▶ _REQUEST_
Convert every line of the entries below into a JSON list of strings, one string per line, with blank lines omitted. Leave the pictures out of the list.

-- start RECORD EXCERPTS --

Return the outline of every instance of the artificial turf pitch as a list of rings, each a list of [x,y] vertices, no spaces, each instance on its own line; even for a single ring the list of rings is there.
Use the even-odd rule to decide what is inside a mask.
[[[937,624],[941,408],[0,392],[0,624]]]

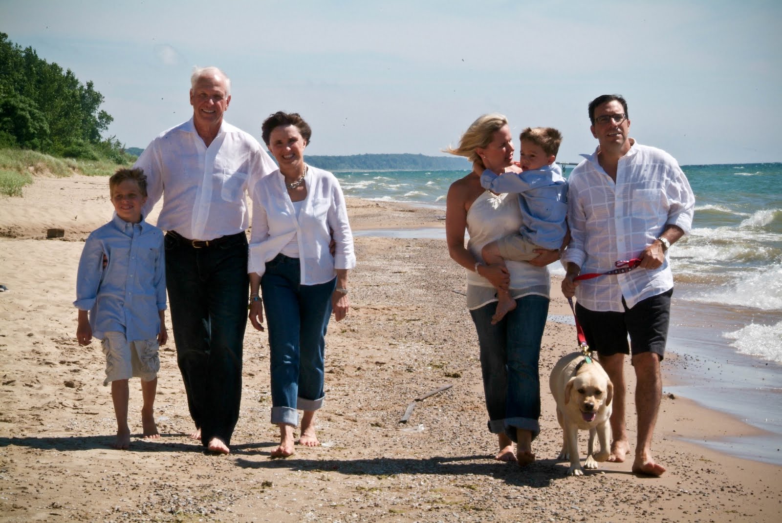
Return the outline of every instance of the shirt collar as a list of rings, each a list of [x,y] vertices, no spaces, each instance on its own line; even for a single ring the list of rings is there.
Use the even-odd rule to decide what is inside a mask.
[[[630,149],[625,153],[622,158],[626,157],[629,158],[630,156],[634,156],[636,153],[638,152],[638,148],[636,147],[637,142],[635,141],[635,138],[630,138]],[[602,167],[600,166],[600,161],[598,161],[597,159],[598,152],[600,152],[600,145],[597,145],[597,147],[594,148],[594,152],[593,152],[592,154],[581,154],[579,156],[583,158],[586,158],[590,163],[594,163],[597,167],[602,169]]]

-- end RECORD EXCERPTS --

▶ _SOLVED PROBLEM_
[
  "Return the outline of every instance of the artificial turf pitch as a list of rings, each a list of [x,y] vertices, no spaces, each instance on its own line; even for a single ring the list of rings is there.",
  "Use the even-odd rule to decide what is inside a mask.",
  "[[[937,624],[941,408],[0,392],[0,624]]]",
  "Return the outline of every instance of the shirt collar as a list of rings, each a list of [x,y] vertices, no spaces, each instance on its own line; even for a single ring the list of rings is there.",
  "Use the even-odd rule to decide what is inside a mask.",
  "[[[630,149],[625,153],[622,158],[626,157],[629,158],[630,156],[634,156],[636,153],[638,152],[638,148],[636,147],[637,142],[635,141],[635,138],[630,138]],[[602,167],[600,166],[600,161],[598,161],[597,159],[598,152],[600,152],[600,145],[597,145],[597,147],[594,148],[594,152],[593,152],[592,154],[581,154],[579,156],[583,158],[586,158],[590,163],[594,163],[597,167],[602,169]]]"
]